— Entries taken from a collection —
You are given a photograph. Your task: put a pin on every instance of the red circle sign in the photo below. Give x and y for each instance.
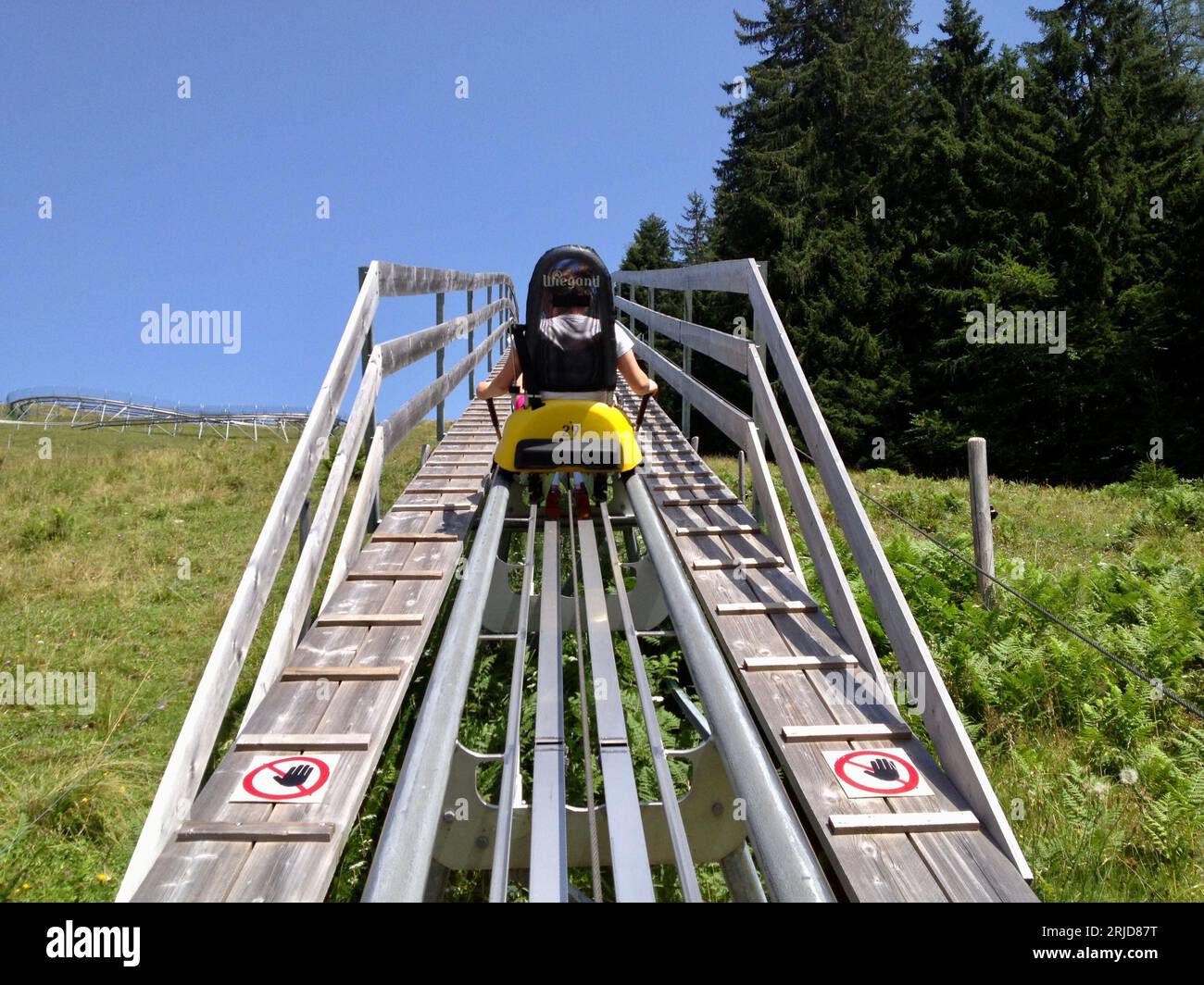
(843, 765)
(300, 790)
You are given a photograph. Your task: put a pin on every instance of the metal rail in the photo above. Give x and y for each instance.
(402, 860)
(791, 869)
(500, 874)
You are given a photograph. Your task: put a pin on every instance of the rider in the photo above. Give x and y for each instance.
(570, 328)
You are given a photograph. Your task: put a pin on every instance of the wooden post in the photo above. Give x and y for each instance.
(686, 364)
(472, 372)
(438, 367)
(365, 355)
(302, 536)
(980, 516)
(759, 341)
(651, 331)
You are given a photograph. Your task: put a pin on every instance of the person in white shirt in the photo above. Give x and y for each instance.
(572, 328)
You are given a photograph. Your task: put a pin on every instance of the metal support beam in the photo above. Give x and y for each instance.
(791, 869)
(402, 862)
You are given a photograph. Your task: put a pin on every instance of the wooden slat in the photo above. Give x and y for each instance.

— WORK INSTRUCTIONS —
Keep every word of the data as it is when you write it out, but drop the pictures.

— ANSWER BELOW —
You are given a photograph. Your task: put a pin on every instance of the red circle sign in the photo below. Give x and y for each instance.
(843, 765)
(300, 790)
You are given a photograph. Your task: put a pin on every instance of the metal rail in the photo above. Give x and y for each instance.
(402, 860)
(791, 869)
(500, 874)
You are given a photograph. Your task: put a pin on every instance of the rider in the photo above. Give x and y for each instance.
(570, 328)
You are given a photograph. Your task: put a pin on every instance of the wooden post in the photo above. Give x and y for each instance.
(686, 364)
(472, 372)
(438, 367)
(365, 355)
(302, 536)
(980, 516)
(759, 341)
(651, 331)
You are given a photograph. Your task: put a pin on every instance of the person in white shirt in the photo above. Give x and y for each instance.
(572, 328)
You are given a photograph. Your task: put a pin on every instance of the metal support beam in the photo above. Give x and y for each instance.
(791, 869)
(402, 862)
You are given a photograph. Your task: put a pin on every instance of the wooden slat in the photo above. Give x and y for each instance.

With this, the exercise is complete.